[Provided text]:
━━━━
Minister for Home Affairs and Justice, the Hon. Brendan O'Connor, MP, presented the 2010 awards at Parliament House on 28 October. Five national awards were made for projects from Victoria, New South Wales and Queensland that addressed young offender rehabilitation, affordable housing communities, public housing tenants, victims of intimate partner violence and at-risk youth.
The 2010 national ACVPA winners were:
- Operation New Start Victoria (Vic)—a referral program for Victorian state secondary colleges providing academic and vocational support to youth at risk of offending
- The Bridge Project (Vic)—a program that provides support, training and employment opportunities to young offenders trapped in a recurring cycle of poverty, crime and imprisonment
- Bsafe Pilot Project (Vic)—an initiative combining a personal alarm system with risk management strategies to reduce incidents of domestic violence
- Dubbo Tranformation Strategy (NSW)—a project involving the relocation of public housing tenants in Dubbo to new locations, resulting in reduced crime and truancy in the area
- Project Patch, Kelvin Grove Urban Village (Qld)—this National Police Award category winner fosters police and community cooperation to reduce the incidence of domestic violence and other crimes in this community of approximately 15,000 people.
━━━━
[Task requirements]:
**a.** In the 2010 awards text, where and on what date were the awards presented?
**b.** Write what comes next in the 2010 awards text, picking up after its final sentence.
━━━━
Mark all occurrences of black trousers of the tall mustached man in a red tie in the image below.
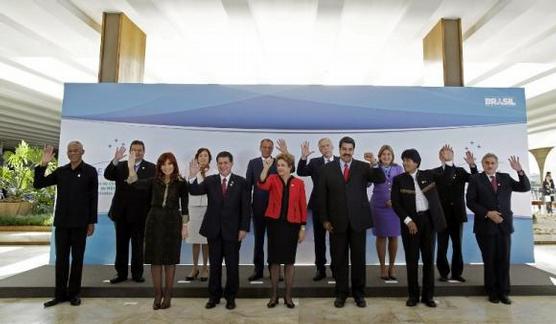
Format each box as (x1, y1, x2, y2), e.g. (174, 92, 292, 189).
(330, 227, 367, 298)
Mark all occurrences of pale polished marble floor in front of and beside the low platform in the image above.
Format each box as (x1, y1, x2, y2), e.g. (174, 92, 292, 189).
(0, 245, 556, 324)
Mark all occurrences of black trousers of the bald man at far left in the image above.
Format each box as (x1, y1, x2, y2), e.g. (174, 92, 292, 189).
(54, 226, 87, 299)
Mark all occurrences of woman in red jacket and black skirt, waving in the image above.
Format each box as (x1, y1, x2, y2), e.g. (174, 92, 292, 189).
(257, 153, 307, 308)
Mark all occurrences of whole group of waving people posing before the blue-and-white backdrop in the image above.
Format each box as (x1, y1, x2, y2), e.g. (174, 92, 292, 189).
(34, 136, 530, 309)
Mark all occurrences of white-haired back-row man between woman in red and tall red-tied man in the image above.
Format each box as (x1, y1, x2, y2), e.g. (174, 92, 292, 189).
(297, 137, 339, 281)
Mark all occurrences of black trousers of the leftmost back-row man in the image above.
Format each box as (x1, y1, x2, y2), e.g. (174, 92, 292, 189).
(114, 219, 145, 278)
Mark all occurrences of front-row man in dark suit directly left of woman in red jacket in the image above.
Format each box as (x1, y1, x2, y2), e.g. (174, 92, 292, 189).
(189, 151, 251, 309)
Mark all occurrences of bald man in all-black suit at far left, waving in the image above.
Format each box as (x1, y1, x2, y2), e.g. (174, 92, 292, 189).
(33, 141, 98, 307)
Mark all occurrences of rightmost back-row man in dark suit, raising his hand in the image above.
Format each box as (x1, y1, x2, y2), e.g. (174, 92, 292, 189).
(432, 145, 477, 282)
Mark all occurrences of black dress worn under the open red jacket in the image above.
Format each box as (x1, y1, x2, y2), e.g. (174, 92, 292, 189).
(265, 177, 301, 264)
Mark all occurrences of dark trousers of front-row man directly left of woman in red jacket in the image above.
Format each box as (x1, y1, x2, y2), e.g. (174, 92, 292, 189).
(208, 237, 241, 299)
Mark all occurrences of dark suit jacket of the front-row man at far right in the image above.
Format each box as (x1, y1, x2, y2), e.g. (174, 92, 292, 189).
(467, 172, 531, 235)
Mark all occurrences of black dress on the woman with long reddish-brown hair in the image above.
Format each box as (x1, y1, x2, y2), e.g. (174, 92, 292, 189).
(133, 178, 188, 265)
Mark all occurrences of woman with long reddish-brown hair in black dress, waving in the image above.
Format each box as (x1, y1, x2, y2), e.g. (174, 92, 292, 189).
(127, 152, 188, 310)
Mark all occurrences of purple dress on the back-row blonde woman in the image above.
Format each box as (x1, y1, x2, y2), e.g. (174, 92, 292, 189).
(371, 164, 404, 237)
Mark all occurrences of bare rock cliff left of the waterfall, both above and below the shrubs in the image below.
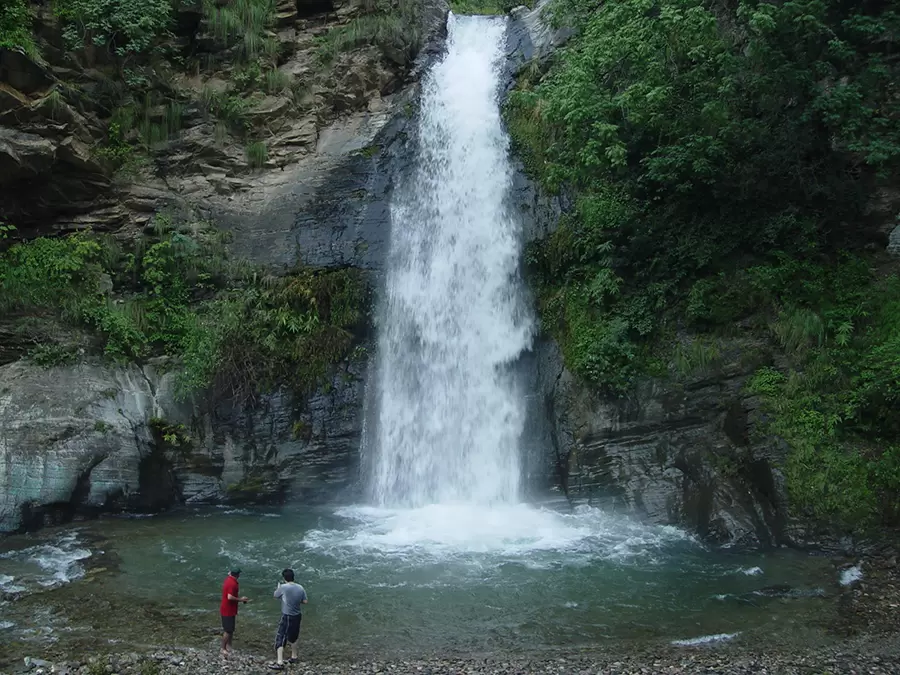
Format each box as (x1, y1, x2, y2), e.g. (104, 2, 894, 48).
(0, 0, 448, 532)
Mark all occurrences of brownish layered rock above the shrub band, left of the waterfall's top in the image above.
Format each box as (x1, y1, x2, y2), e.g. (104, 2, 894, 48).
(0, 0, 448, 240)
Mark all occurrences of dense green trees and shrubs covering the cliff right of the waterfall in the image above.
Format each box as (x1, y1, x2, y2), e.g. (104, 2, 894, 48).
(505, 0, 900, 527)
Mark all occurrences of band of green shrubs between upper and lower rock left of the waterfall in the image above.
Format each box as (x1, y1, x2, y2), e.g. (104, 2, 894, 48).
(0, 216, 367, 403)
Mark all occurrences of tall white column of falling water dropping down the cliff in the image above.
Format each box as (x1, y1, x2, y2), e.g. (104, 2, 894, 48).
(368, 14, 533, 507)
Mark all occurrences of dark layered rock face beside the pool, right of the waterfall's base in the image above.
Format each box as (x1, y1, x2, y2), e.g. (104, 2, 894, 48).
(537, 340, 803, 547)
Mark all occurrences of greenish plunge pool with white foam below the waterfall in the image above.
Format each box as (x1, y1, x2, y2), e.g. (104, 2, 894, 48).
(0, 505, 838, 654)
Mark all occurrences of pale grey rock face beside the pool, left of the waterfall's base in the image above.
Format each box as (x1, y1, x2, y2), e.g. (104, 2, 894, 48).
(0, 361, 364, 532)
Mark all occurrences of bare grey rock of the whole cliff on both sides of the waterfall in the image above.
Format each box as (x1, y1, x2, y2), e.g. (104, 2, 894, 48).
(0, 0, 836, 546)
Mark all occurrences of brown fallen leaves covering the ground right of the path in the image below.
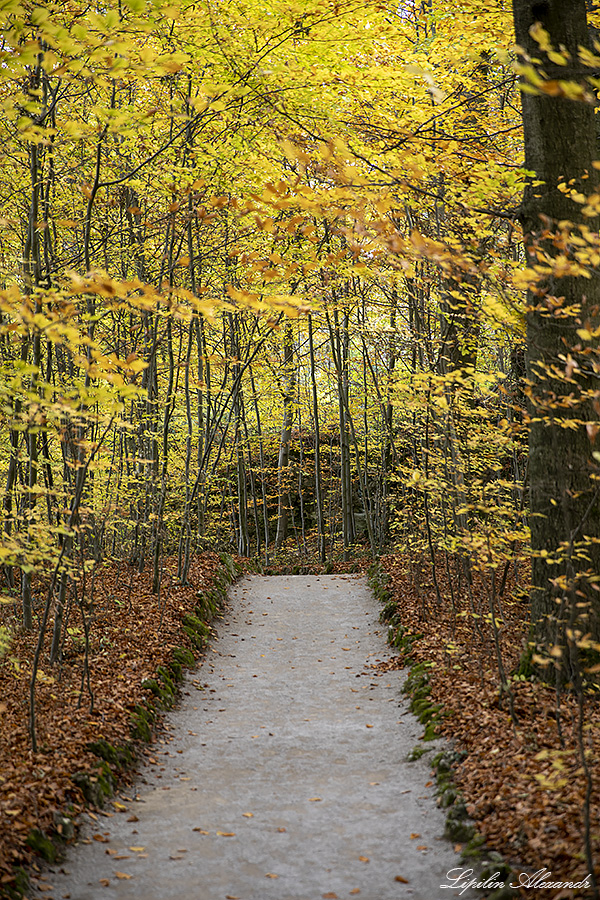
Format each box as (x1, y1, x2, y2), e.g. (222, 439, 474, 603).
(383, 556, 600, 900)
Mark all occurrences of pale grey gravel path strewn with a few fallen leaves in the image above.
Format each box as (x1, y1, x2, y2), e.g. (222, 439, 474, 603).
(32, 575, 474, 900)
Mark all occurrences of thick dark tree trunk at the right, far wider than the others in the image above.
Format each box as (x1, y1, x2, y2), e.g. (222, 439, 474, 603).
(513, 0, 600, 680)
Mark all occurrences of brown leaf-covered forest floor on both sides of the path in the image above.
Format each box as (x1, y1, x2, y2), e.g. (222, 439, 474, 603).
(0, 554, 600, 900)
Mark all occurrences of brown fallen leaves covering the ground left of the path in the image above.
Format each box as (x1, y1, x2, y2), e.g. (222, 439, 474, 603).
(0, 553, 224, 893)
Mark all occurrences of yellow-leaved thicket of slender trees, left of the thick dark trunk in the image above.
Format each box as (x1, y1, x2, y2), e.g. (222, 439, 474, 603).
(1, 2, 526, 624)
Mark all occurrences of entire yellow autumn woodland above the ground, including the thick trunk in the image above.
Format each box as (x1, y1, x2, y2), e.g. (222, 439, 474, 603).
(0, 0, 600, 892)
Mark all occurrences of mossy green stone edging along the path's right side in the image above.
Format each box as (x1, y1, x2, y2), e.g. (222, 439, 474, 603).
(368, 562, 519, 900)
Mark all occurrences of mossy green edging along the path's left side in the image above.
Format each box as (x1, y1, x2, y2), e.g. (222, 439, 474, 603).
(0, 553, 242, 900)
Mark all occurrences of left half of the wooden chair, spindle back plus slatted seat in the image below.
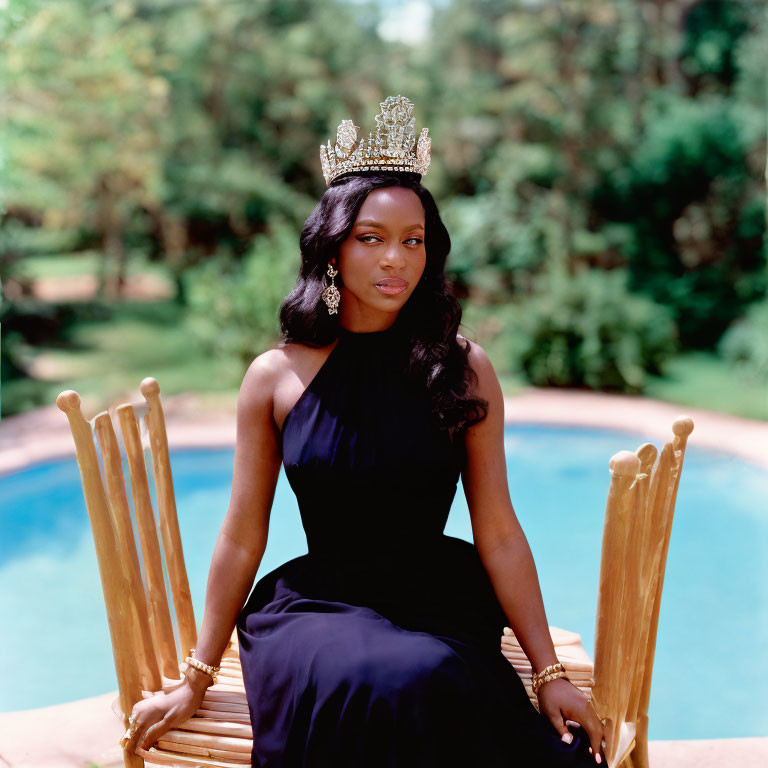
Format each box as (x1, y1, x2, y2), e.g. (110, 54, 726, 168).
(56, 378, 252, 768)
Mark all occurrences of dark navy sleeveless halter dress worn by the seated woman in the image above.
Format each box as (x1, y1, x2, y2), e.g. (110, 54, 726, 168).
(237, 323, 596, 768)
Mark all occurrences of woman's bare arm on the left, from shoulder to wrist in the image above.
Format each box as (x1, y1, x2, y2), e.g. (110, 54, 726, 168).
(195, 350, 281, 685)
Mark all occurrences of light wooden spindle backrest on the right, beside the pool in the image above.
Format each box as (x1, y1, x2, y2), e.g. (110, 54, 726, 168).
(592, 416, 693, 768)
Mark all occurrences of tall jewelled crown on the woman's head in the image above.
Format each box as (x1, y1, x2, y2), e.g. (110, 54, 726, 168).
(320, 95, 432, 186)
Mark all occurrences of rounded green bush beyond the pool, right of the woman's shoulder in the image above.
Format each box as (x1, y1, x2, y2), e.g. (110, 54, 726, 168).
(486, 269, 676, 392)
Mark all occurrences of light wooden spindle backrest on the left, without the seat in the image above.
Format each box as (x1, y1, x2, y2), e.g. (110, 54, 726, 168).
(56, 378, 197, 736)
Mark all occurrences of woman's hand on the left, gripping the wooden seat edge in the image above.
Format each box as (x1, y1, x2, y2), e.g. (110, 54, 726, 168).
(120, 673, 210, 753)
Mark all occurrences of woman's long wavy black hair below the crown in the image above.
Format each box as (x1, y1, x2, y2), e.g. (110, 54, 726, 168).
(280, 171, 488, 440)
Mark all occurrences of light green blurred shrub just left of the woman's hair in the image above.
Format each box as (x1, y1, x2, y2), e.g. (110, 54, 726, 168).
(184, 220, 300, 366)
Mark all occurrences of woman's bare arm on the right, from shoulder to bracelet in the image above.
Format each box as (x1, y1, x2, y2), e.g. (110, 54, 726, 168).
(462, 342, 557, 671)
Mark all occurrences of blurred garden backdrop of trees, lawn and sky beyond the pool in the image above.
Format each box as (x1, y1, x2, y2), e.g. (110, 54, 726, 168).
(0, 0, 768, 418)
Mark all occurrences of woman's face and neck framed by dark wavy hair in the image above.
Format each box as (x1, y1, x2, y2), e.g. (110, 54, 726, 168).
(336, 187, 427, 331)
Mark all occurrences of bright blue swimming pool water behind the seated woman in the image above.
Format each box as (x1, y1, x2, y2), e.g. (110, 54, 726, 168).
(0, 425, 768, 739)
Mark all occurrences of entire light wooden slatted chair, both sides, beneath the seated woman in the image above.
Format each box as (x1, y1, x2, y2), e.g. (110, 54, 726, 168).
(56, 378, 693, 768)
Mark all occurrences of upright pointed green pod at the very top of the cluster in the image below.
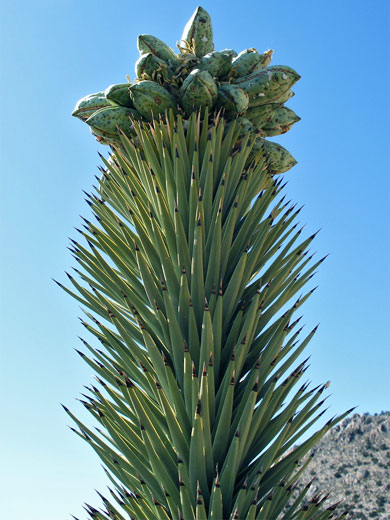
━━━━
[Exercise results]:
**a.** At Parliament House on 28 October.

**b.**
The AIC's website (www.aic.gov.au) is the principal means of ensuring the wide dissemination of research results. As well as providing information about the AIC and its work, it acts as a gateway to important information on crime and criminal justice in Australia. Print copies of major AIC publications are available for purchase and electronic versions of all publications are available free of charge from the AIC website. Two AIC datasets can also be accessed via a data tool on the website—the Facts and Figures Online dataset and the Drugs and Offending data which is based on DUMA research data.
During April–June 2011, the AIC developed and published five In-Focus web pages on areas of current research interest to stakeholders, the media and the public—trafficking, cybercrime, Indigenous justice, juvenile justice and crime prevention.
The pages are designed not only to explain why these areas of research are important, and the reasons behind developing research, but also to flag current research programs being undertaken by the AIC with links to publications in these areas.
The AIC website has more than 70 subject pages, providing links to hundreds of other websites and resources.
Website use increased during 2010–11 as follows:
- Visits: 634,116 (up 34 percent)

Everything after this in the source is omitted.